Task brief
Copy the records verbatim, starting at their first line and ending at the line that contains "285,135,340,193". Include both of those lines.

Records supplied
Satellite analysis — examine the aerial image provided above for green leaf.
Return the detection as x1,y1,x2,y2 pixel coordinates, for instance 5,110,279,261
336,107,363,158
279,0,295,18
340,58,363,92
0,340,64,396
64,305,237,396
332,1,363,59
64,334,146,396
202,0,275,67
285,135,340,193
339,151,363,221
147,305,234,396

Answer
Satellite analysis — examine the aerial image provided above for green leaf.
Return the detection as x1,y1,x2,y2 pixel coordinates, for instance 5,110,279,261
336,107,363,158
279,0,295,18
340,58,363,92
0,340,64,396
64,305,237,396
332,1,363,59
64,334,146,396
202,0,275,67
285,135,340,193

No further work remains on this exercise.